Below are some records. Return exactly the lines from the one with "One marker per instance, like [90,38]." to the one with "One marker per instance, like [156,549].", and nothing else.

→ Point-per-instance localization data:
---+---
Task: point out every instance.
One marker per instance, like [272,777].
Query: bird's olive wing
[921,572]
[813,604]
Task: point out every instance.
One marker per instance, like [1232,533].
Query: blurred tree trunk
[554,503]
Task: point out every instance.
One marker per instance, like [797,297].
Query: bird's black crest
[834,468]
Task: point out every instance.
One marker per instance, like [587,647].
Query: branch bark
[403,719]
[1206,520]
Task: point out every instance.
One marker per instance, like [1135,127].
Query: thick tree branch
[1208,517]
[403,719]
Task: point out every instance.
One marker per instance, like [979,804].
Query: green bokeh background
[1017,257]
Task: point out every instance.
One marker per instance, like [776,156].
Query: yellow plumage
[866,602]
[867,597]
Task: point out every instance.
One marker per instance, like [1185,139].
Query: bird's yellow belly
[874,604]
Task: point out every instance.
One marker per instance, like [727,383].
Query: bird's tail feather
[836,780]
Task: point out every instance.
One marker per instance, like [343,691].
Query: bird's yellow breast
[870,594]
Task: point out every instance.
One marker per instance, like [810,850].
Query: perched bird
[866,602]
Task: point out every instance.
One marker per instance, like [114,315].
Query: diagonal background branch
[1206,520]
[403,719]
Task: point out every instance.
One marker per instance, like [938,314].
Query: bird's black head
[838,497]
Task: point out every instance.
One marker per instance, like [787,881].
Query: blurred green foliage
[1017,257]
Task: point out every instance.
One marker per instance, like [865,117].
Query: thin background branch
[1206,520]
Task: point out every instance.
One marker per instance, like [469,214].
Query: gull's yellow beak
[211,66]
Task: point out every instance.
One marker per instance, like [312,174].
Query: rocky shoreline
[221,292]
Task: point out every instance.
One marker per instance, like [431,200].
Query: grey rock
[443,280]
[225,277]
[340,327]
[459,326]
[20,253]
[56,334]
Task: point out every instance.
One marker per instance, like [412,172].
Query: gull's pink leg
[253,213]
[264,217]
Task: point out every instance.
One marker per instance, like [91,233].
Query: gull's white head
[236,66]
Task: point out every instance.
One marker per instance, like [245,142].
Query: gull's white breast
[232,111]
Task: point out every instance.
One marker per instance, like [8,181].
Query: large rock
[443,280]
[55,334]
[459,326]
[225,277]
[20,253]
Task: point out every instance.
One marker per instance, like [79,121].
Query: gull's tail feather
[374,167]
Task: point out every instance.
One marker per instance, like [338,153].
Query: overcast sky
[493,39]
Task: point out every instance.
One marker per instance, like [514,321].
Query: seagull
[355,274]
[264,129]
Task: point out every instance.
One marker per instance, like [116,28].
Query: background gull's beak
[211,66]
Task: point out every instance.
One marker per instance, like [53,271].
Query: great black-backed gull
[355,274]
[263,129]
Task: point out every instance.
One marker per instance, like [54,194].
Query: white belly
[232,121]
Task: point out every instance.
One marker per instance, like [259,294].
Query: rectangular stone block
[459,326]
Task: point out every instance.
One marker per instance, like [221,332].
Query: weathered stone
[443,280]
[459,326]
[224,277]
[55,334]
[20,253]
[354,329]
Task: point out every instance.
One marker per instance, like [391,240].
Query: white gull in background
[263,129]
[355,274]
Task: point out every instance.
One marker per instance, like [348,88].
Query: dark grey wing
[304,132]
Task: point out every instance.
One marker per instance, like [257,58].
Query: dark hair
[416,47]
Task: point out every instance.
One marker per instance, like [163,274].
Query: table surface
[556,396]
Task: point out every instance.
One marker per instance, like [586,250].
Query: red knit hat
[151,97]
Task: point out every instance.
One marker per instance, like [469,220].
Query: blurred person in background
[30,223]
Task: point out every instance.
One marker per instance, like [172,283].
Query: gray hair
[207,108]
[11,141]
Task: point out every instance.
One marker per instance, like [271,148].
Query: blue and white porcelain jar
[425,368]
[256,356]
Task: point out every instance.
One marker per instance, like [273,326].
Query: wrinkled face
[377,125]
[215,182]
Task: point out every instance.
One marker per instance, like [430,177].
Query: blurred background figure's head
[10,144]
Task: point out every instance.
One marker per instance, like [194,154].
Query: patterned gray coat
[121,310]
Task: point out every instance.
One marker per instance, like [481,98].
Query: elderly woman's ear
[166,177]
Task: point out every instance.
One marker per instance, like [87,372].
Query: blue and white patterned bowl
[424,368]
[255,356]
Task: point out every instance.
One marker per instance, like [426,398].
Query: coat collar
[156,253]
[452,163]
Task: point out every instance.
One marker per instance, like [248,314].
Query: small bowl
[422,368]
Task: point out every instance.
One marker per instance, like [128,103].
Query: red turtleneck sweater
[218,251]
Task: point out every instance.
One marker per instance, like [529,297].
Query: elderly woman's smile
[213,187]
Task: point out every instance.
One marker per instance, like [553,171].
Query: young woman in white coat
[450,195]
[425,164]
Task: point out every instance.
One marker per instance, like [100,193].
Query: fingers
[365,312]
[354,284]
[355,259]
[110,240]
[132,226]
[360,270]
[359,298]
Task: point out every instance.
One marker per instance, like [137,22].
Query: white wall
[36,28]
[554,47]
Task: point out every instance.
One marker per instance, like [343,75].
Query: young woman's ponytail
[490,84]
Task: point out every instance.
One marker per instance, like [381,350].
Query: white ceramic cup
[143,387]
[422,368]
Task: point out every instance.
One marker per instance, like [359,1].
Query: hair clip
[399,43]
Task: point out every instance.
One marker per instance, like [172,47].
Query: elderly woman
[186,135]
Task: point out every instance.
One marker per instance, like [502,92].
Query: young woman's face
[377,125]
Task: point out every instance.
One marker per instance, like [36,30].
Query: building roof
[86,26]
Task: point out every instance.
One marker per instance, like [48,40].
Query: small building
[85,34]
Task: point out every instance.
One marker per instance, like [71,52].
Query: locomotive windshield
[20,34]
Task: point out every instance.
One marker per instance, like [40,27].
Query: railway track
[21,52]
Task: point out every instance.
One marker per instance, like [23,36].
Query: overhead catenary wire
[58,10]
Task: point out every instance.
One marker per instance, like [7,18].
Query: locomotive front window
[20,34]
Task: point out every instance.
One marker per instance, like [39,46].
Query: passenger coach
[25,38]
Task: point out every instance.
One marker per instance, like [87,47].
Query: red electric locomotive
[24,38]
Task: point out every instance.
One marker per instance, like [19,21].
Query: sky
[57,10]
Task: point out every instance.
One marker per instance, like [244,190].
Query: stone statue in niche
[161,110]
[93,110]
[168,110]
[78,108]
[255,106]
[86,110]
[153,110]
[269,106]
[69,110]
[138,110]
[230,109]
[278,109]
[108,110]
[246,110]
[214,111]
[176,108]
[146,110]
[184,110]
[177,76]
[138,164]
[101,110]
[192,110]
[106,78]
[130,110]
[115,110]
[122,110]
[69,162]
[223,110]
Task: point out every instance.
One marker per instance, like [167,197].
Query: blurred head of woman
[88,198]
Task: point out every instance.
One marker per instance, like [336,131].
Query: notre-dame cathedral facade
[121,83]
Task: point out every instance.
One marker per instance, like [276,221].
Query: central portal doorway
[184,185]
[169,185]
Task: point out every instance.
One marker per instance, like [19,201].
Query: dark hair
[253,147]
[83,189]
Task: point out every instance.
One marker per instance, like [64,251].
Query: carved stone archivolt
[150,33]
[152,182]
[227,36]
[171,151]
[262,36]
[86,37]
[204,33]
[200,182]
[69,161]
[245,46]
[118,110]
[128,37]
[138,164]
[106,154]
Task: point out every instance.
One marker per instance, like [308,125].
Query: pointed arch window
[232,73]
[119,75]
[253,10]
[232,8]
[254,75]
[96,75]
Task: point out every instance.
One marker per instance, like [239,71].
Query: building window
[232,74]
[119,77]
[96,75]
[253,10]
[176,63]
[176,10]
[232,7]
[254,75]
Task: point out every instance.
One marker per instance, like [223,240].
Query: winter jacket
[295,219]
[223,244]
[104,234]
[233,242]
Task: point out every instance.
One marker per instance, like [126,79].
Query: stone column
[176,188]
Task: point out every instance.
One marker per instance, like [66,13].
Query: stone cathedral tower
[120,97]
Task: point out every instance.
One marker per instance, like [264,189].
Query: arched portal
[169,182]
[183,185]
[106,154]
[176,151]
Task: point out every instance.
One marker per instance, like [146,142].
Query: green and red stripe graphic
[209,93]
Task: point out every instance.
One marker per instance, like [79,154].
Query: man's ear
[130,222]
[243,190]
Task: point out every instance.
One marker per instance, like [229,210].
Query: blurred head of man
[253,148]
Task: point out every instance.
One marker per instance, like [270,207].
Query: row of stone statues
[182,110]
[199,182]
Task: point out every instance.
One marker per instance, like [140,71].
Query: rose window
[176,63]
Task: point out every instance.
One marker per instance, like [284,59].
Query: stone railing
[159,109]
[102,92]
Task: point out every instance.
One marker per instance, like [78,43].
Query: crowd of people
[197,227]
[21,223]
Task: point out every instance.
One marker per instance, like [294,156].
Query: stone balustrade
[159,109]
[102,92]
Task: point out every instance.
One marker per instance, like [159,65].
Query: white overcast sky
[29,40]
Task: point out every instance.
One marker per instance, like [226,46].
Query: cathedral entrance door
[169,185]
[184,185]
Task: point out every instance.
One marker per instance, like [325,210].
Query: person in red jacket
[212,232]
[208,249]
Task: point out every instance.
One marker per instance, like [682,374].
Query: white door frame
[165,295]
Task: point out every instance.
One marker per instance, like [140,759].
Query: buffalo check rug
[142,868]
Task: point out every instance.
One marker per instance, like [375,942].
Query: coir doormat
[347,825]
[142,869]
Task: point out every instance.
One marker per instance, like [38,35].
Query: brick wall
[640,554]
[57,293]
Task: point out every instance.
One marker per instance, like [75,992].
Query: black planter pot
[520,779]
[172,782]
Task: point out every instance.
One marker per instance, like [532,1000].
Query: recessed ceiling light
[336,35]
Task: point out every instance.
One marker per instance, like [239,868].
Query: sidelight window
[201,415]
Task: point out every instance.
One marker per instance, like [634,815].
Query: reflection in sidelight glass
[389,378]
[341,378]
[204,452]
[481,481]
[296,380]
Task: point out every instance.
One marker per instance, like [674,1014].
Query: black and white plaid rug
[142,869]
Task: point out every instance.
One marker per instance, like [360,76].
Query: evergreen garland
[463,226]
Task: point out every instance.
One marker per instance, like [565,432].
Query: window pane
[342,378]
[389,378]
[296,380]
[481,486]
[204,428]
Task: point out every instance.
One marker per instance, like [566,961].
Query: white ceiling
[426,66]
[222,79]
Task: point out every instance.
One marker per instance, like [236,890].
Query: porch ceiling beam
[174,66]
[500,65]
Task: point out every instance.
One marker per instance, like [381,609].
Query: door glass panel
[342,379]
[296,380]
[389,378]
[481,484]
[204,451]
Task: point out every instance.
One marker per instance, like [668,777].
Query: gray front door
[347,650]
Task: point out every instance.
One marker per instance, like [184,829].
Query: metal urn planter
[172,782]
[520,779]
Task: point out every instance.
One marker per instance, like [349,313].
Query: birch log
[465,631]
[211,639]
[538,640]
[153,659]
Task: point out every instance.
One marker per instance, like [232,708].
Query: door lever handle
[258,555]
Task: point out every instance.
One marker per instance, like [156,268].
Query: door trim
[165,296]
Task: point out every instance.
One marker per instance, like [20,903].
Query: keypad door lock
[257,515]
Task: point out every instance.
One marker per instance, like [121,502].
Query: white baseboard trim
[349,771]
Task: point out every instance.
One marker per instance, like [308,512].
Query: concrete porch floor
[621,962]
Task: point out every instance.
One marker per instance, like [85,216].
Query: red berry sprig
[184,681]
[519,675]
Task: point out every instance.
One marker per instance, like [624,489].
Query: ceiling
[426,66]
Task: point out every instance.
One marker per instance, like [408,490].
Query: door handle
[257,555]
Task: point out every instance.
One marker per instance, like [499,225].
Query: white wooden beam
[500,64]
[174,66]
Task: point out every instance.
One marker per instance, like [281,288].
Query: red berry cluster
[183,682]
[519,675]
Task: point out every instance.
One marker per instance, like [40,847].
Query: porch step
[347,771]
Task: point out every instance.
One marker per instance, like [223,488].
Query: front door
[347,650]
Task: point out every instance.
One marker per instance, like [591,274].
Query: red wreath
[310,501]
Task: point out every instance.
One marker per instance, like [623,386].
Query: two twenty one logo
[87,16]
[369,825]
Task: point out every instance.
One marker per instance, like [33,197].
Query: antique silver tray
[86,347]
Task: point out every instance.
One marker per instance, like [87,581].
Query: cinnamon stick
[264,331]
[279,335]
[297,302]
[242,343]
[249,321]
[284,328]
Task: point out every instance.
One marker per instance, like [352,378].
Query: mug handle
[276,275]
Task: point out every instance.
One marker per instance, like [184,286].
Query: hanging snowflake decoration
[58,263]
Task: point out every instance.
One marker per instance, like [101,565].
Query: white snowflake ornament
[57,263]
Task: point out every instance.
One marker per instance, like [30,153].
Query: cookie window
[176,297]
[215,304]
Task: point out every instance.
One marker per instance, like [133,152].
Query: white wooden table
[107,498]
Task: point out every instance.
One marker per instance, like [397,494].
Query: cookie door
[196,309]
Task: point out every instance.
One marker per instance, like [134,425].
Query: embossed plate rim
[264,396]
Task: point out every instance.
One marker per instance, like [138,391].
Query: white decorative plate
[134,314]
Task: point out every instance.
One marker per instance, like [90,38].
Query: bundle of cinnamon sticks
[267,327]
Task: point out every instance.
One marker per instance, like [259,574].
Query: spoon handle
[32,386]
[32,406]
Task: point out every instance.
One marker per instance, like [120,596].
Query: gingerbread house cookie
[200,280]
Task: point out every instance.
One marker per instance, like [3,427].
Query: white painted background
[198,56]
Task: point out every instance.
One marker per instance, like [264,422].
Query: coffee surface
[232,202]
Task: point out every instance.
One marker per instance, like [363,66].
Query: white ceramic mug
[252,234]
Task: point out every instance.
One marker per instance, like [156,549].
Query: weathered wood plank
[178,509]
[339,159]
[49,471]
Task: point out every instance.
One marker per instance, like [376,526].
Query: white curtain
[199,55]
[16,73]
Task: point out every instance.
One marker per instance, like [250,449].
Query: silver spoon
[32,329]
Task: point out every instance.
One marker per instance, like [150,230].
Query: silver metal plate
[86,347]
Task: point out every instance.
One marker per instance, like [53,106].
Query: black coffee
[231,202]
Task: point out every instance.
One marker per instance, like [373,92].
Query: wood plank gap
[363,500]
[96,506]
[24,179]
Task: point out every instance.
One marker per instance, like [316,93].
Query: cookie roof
---+---
→ SOLUTION FOR THIS TASK:
One marker per instance, like [90,38].
Query: bundle of cinnamon sticks
[267,327]
Task: point out every instance.
One marker per instance, like [259,574].
Query: spoon handle
[32,386]
[32,406]
Task: point out every instance.
One marker per instance, like [120,596].
Query: gingerbread house cookie
[200,280]
Task: point out every instance.
One marker per instance, like [3,427].
Query: white painted background
[198,56]
Task: point out every instance.
One marker per instance, like [264,422].
Query: coffee surface
[232,202]
Task: point out every instance.
One marker per instance, like [363,66].
Query: white ceramic mug
[252,234]
Task: point out every instance.
One marker per instance, like [156,549].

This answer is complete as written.